:: INPUT FOR THIS TASK

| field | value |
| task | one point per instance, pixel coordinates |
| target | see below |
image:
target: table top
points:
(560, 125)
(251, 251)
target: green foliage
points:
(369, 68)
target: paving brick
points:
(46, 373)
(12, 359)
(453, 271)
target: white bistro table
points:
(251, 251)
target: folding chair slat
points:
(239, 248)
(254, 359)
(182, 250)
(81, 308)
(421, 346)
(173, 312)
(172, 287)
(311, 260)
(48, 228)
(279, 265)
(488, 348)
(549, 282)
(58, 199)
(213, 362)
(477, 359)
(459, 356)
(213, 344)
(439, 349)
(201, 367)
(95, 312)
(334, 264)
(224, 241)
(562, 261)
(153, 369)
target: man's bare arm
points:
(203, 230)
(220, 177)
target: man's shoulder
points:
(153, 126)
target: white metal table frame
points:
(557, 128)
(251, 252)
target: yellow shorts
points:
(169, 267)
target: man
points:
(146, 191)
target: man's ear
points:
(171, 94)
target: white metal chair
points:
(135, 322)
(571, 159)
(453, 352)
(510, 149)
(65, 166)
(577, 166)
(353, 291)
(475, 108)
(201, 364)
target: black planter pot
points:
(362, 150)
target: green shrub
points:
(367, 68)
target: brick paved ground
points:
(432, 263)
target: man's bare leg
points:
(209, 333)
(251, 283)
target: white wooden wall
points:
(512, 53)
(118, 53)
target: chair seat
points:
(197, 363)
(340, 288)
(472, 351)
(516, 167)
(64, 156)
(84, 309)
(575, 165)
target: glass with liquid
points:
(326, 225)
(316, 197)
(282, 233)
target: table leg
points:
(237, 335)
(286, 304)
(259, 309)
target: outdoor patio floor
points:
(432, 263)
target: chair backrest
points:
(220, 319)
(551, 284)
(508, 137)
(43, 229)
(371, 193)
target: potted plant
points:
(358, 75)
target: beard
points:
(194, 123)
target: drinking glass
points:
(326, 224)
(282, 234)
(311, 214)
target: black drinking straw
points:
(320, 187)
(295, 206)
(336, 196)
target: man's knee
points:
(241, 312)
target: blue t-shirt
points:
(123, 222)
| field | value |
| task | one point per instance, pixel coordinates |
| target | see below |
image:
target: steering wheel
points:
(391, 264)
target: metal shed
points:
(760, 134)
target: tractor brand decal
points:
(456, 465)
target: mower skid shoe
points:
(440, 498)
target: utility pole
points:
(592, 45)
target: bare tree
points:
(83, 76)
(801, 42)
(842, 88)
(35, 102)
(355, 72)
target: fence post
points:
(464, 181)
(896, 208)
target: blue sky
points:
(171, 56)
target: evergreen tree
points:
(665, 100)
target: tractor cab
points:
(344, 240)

::::

**YOUR INSTRUCTIONS**
Copy out the items above, changing "pixel coordinates" to "image coordinates" wherever it appears and keeping everything else the same.

**TASK ANSWER**
| field | value |
| task | one point per instance, image coordinates |
| target | see below |
image:
target: table top
points:
(560, 125)
(251, 251)
target: green foliage
points:
(369, 68)
target: paving brick
points:
(46, 373)
(12, 359)
(453, 271)
target: white bistro table
points:
(251, 251)
target: folding chair slat
points:
(239, 248)
(254, 359)
(182, 250)
(81, 308)
(421, 346)
(173, 312)
(172, 287)
(311, 260)
(48, 228)
(279, 265)
(488, 348)
(549, 282)
(58, 199)
(213, 362)
(477, 359)
(459, 356)
(213, 344)
(439, 349)
(201, 367)
(95, 312)
(334, 264)
(224, 241)
(562, 261)
(153, 369)
target: man's bare arm
points:
(203, 230)
(220, 177)
target: man's shoulder
points:
(153, 126)
target: white metal table frame
points:
(557, 128)
(251, 252)
target: yellow shorts
points:
(169, 267)
target: man
points:
(146, 191)
target: man's ear
points:
(171, 94)
target: white metal chair
points:
(135, 322)
(571, 159)
(453, 352)
(510, 149)
(65, 166)
(577, 166)
(353, 291)
(475, 108)
(201, 364)
target: black planter pot
points:
(362, 150)
target: green shrub
points:
(367, 68)
target: brick paved ground
points:
(432, 263)
target: man's bare leg
points:
(209, 333)
(251, 283)
target: white wooden wall
points:
(512, 53)
(118, 53)
target: chair seat
points:
(197, 363)
(340, 288)
(472, 351)
(516, 167)
(64, 156)
(84, 309)
(575, 165)
target: glass with liquid
points:
(326, 225)
(316, 197)
(282, 233)
target: table leg
points:
(237, 335)
(286, 304)
(259, 309)
target: outdoor patio floor
points:
(432, 263)
target: chair backrest
points:
(220, 319)
(551, 284)
(508, 137)
(43, 229)
(371, 193)
target: potted plant
points:
(358, 75)
target: beard
points:
(194, 123)
target: drinking glass
points:
(326, 224)
(282, 234)
(311, 214)
target: black drinking straw
points:
(320, 187)
(295, 206)
(336, 196)
target: man's knee
points:
(241, 312)
target: blue t-shirt
points:
(123, 222)
| field | value |
| task | one point per instance, image coordinates |
| target | see below |
image:
target: steering wheel
points:
(391, 264)
target: metal shed
points:
(760, 134)
target: tractor brand decal
points:
(456, 465)
target: mower skid shoe
points:
(440, 498)
target: utility pole
points:
(592, 45)
target: bare tree
points:
(83, 76)
(801, 42)
(842, 88)
(35, 102)
(355, 72)
target: fence post
points:
(464, 181)
(896, 208)
target: blue sky
points:
(171, 56)
target: evergreen tree
points:
(665, 100)
target: tractor cab
points:
(344, 240)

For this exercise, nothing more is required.